* Given task
Gather every line in the records below that contains the string "front", and copy each one. Case counts.

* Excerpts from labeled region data
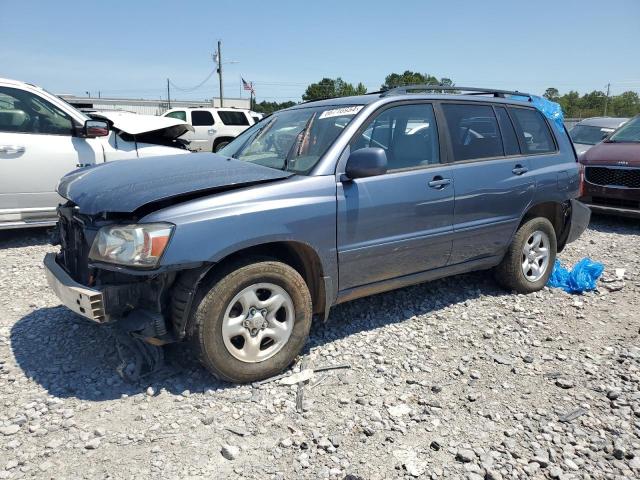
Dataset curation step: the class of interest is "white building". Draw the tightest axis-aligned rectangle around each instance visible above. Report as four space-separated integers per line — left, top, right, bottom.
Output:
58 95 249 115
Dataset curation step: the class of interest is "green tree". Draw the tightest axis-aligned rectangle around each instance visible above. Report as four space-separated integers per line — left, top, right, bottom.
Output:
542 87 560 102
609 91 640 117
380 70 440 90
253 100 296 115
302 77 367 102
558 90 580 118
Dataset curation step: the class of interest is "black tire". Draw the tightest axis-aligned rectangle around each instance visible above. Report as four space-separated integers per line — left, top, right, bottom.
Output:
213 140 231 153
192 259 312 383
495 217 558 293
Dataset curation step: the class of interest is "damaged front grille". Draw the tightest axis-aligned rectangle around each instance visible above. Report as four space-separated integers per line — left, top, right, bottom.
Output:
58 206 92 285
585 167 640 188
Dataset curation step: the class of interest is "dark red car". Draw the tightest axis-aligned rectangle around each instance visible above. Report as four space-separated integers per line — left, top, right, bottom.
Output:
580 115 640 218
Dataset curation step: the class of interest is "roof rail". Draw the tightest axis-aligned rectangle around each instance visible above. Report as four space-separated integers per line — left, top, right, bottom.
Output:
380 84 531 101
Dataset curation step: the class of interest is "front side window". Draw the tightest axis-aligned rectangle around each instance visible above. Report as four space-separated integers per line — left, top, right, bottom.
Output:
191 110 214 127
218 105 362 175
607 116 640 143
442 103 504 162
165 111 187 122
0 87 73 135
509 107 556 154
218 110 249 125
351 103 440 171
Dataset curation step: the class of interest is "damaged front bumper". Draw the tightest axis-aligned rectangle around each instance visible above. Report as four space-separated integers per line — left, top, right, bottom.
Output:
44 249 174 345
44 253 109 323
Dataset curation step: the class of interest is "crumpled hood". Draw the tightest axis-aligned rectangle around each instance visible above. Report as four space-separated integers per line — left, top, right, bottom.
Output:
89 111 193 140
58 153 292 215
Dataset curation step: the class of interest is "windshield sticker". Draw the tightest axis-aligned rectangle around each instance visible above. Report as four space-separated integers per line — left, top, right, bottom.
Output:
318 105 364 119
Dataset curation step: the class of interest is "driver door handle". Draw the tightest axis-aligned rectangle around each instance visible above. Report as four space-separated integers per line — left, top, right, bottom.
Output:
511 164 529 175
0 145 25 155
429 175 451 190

==

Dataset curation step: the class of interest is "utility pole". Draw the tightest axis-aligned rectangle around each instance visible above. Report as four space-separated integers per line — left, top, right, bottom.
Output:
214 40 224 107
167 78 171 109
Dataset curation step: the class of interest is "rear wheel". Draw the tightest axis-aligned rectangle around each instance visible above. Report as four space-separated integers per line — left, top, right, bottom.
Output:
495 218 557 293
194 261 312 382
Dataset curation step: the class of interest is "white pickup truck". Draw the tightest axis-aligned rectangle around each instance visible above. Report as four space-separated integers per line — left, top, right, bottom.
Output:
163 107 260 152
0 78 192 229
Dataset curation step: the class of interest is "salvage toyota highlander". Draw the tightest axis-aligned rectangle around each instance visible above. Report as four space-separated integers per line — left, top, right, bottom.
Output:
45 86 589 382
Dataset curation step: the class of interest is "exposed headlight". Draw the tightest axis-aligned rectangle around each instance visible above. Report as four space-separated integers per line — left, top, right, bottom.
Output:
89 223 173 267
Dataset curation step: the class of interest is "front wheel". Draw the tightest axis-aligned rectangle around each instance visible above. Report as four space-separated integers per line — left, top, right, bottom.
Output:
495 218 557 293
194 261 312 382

--

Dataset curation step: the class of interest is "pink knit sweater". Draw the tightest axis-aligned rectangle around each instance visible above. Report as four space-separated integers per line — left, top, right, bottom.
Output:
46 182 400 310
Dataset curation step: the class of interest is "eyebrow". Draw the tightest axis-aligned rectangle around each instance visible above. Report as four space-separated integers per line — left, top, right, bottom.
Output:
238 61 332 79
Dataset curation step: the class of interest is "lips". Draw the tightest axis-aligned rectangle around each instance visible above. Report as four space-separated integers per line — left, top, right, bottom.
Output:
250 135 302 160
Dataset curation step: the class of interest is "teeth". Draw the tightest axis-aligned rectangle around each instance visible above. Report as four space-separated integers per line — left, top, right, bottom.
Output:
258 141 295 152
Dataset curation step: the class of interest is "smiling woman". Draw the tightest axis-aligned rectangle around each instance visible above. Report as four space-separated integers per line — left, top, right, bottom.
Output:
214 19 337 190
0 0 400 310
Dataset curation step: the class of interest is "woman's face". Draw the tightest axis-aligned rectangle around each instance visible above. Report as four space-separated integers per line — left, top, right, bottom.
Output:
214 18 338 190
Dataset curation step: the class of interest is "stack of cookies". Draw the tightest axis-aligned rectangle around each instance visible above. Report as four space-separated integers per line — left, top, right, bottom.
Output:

* Problem solution
Dataset curation step: the class of interest is "damaged front grille". Draw the tightest axis-aligned rectangle around each instance visible above. Report as four space-separated integers per line — left, top, right, bottom.
Dataset curation step: the class of interest is "front side window". Draw the tightest axis-aligned rectangle around each instance visible above. Report as four space-separated integers per line — left, top, right, bottom.
Dataset curation step: the class of interest is "damaged front bumper". Draw the tightest axis-aligned rectangle around each instance visible above. Report as four space-separated integers per line — left, top, right, bottom.
Dataset curation step: the class of interest is "front wheel". Draw the tightest axis-aligned rectangle around each instance visible above. Report as four space-separated integers per line — left, top, right, bottom.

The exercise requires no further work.